**GIVEN PROBLEM 1**:
Answer these from the Form 10-Q excerpt, one line each:
(a) As of what date did the Chief Executive Officer and Chief Financial Officer judge the disclosure controls and procedures ineffective?
(b) Controls related to what has the Company begun to automate?
(c) Which annual report does the section on risk factors refer the reader to?
**GIVEN PROBLEM 2**: Resume the Form 10-Q excerpt from the point where it stops and write the passage that comes next.

**GIVEN TEXT**:
▶

Item 4. Controls and
Procedures.
Our
management performed an evaluation under the supervision and with the
participation of our Chief Executive Officer (principal executive
officer) and our Chief Financial Officer (principal financial officer)
of the effectiveness of our disclosure controls and procedures (as defined in
Rule 13a-15(e) or 15d-15(e) of the Securities Exchange Act of 1934, as amended)
as of June 30, 2010. Based upon that evaluation, our Chief Executive Officer and
Chief Financial Officer have concluded that as of June 30, 2010, our disclosure
controls and procedures were ineffective.
18
Changes in Internal Control over
Financial Reporting
During
the three months ended June 30, 2010, the Company developed a remediation plan
with the objective of remediating material weaknesses previously disclosed at
December 31, 2009. The Company is finalizing formal documentation of
policies and procedures and has begun to automate various controls related to
revenue recognition.
PART
II - OTHER INFORMATION
Item
1. Legal Proceedings.
We are
not a party to any material litigation in any court, and management is not aware
of any contemplated proceeding by any governmental authority against us. From
time to time, we are involved in various legal matters and proceedings
concerning matters arising in the ordinary course of business. We currently
believe that any ultimate liability arising out of these matters and proceedings
will not have a material adverse effect on our financial position, results of
operations or cash flows.
Item
1A. Risk Factors.
In
addition to the other information set forth in this Form 10-Q, you should
carefully consider the factors discussed in Part I, “Item 1A: Risk Factors” in
our Annual Report on Form 10-K for the year ended December 31, 2009, which
could materially affect our business, financial condition or future results. The
risks described in our Annual Report on Form 10-K are not the only risks that we
face. Additional risks and uncertainties not currently known to us or that we
currently deem to be immaterial also may materially adversely affect our
business, financial condition and/or operating results.
SPECIAL
NOTE REGARDING FORWARD-LOOKING STATEMENTS
This
Quarterly Report on Form 10-Q and, in particular, our Management’s Discussion
and Analysis of Financial Condition and Results of Operations set forth in Part
I—Item 2 contain or incorporate a number of forward-looking statements. These
forward-looking statements can be identified by the use of forward-looking
terminology, including the words “believes,” “anticipates,” ”plans,” “expects”

◀

**GIVEN DATA**:
▶

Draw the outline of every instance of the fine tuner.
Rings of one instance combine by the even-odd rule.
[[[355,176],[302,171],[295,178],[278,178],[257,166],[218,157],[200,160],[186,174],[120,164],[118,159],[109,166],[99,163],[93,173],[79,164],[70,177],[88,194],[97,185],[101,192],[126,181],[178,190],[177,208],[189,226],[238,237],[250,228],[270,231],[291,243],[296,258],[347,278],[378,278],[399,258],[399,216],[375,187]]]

◀

**RESULT 1**:
(a) June 30, 2010.
(b) Revenue recognition.
(c) The Annual Report on Form 10-K for the year ended December 31, 2009.

**RESULT 2**:
and similar expressions that are intended to identify forward-looking
statements. You should read such statements carefully because they discuss our
future expectations, contain projections of our future results of operations or
of our financial position, or state other forward-looking information. There are
a number of factors that could cause actual events or results to differ
materially from those indicated by such forward-looking statements, many of
which are beyond our control, including the factors set forth under “Item 1A.
Risk Factors” of our 2009 Annual Report on Form 10-K
Any or
all of our forward-looking statements in this Quarterly Report on Form 10-Q may
turn out to be wrong. They can be affected by inaccurate assumptions we might
make or by known or unknown risks and uncertainties. Many factors mentioned in
our discussion in this Quarterly Report on Form 10-Q will be important in
determining future results. Consequently, no forward-looking statement can be
guaranteed. Actual future results may vary materially. In addition, the
forward-looking statements contained herein represent our estimate only as of
the date of this filing and should not be relied upon as representing our
estimate as of any subsequent date. While we may elect to update these
forward-looking statements at some point in the future, we specifically disclaim
any obligation to do so to reflect actual results, changes in assumptions or
changes in other factors affecting such forward-looking statements.
Item
2. Unregistered Sales of Equity Securities and Use of Proceeds.
Total Shares
|
Approximate Dollar
|
|||||||||||||||
Average
|
Purchased as Part of
|
Amount of Shares Yet
|
||||||||||||||
Monthly Period During the Three
|
Total Shares
|
Price Paid
|
Publically Announced
|
To Be Purchased Under
|
||||||||||||
Months Ended June 30, 2010
|
Purchased (a)
|
per Share
|
Plans
|
Plans
|
||||||||||||
April 1, 2010-April 30, 2010
|
$ | - | - | - | ||||||||||||
May
1, 2010- May 31, 2010
|
5,092 | 1.83 | - | - | ||||||||||||
June
1, 2010-June 30, 2010
|
- | - | - | - | ||||||||||||
Total
|
5,092 | $ | 1.83 | - | - |
(a)
|
All of these shares were acquired
from associates to satisfy tax withholding requirements upon the vesting
of restricted
stock.
|
19
Item
3. Defaults upon Senior Securities.
Not
applicable.
Item
4. (Removed and Reserved).
Item
5. Other Information.
Not
applicable.
Item
6. Exhibits.
10.1
|
Fortress America Acquisition Corporation 2006 Omnibus Incentive Compensation Plan (previously filed with the Commission as Annex A to the Proxy Statement for the 2010 Annual Meeting of Stockholders filed on April 30, 2010, and incorporated herein by reference). | |
31.1*
|
Certification
of Fortress International Group, Inc. Chief Executive Officer pursuant to
Section 302 of the Sarbanes-Oxley Act of 2002.
|
|
31.2*
|
Certification
of Fortress International Group, Inc. Chief Financial Officer pursuant to
Section 302 of the Sarbanes-Oxley Act of 2002.
|
|
32.1‡
|
Certification
of Fortress International Group, Inc. Chief Executive Officer and Chief
Financial Officer pursuant to Section 906 of the Sarbanes-Oxley Act of
2002.
|
* Filed
herewith.
‡
Furnished herewith.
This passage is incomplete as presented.